== Text provided ==
[Begin]
Optics: measuring and testing – By alignment in lateral direction
Reexamination Certificate
2002-03-29
2004-06-29
Font, Frank G. (Department: 2877)
Optics: measuring and testing
By alignment in lateral direction
C356S400000
Reexamination Certificate
active
06757063
ABSTRACT:
FIELD OF THE INVENTION
This invention relates to methods and apparatus for the alignment and assembly of opto-electronic components in general and, more particularly, to precision alignment and assembly of microelectromechanical (“MEM”) components for use in fiber-optic networks.
BACKGROUND OF THE INVENTION
In order to facilitate the large volume production of fiber-optic telecommunication assemblies, it is necessary to develop high productivity methods for manufacturing precision opto-mechanical assemblies. This includes avoiding, as much as possible, (1) the need to actively align components using measured optical performance as feedback, and (2) the need to maintain high mechanical tolerances during assembly so as to achieve the required optical performance.
The assembly of fiber-optic telecommunication components often include the alignment of an optical element (e.g., an optical filter, an optical switch pump laser, a Fabry-Perot tunable filter, a vertical cavity surface emitting laser, etc.) to a lens (or a system of lenses) which directs light to or from the optical element. Significantly, many new MEM-based devices of the sort which may be used in fiber-optic component assemblies have a well-defined geometric pattern in a plane perpendicular to the optical axis of the device. See, for example, pending prior U.S. patent application Ser. No. 09/105,399, filed Jun. 26, 1998 by Parviz Tayebati et al. for MICROELECTROMECHANICALLY TUNABLE, CONFOCAL, VERTICAL CAVITY SURFACE EMITTING LASER AND FABRY-PEROT FILTER, which patent application discloses tunable Fabry-Perot filters and tunable vertical cavity surface emitting lasers (VCSEL's). The fact that many new optical devices have the aforementioned well-defined geometric patterns opens up new possibilities for utilizing machine vision systems to assist in the precision alignment and assembly of fiber-optic components.
Some known methods for assembling lens systems utilize the imaging of light propagating through a machine vision system to measure the centers of lenses in the assembly. However, these methods do not involve imaging or utilizing the images of any geometrical features of the components that are being assembled.
Other assembly methods are known in which the alignment of components is based solely on images of the geometrical features of those components. In these latter types of alignment techniques, the component is imaged before it is positioned in its assembly rather than during the positioning operation. However, such alignment methods are highly susceptible to positioning errors due to any movement that occurs after imaging, and also due to movement that occurs while positioning the component. Very precise positioning mechanisms can be utilized to reduce the errors induced by these movements. However, these high precision positioning mechanisms add significantly to the cost of manufacturing the overall product.
[End]
== Raw data ==
[Begin]
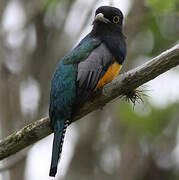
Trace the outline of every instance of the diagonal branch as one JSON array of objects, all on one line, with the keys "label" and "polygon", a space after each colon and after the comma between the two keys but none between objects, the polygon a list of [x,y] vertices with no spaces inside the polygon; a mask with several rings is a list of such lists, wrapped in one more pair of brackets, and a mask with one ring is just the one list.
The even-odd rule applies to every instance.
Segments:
[End]
== What is needed ==
Decide whether each statement agrees with the patent text, answering yes or no and quoting the deciding words of the patent text: (a) the invention concerns aligning and assembling MEM components for use in fiber-optic networks; (b) known methods that image light through a machine vision system to measure lens centers also use images of the geometrical features of the components being assembled; (c) high precision positioning mechanisms add little to the cost of manufacturing the overall product. The listing has no part in this exercise.

== Worked solution ==
(a) Yes: "precision alignment and assembly of microelectromechanical" and "components for use in fiber-optic networks."
(b) No: "these methods do not involve imaging or utilizing the images of any geometrical features of the components that are being assembled."
(c) No: "these high precision positioning mechanisms add significantly to the cost of manufacturing the overall product."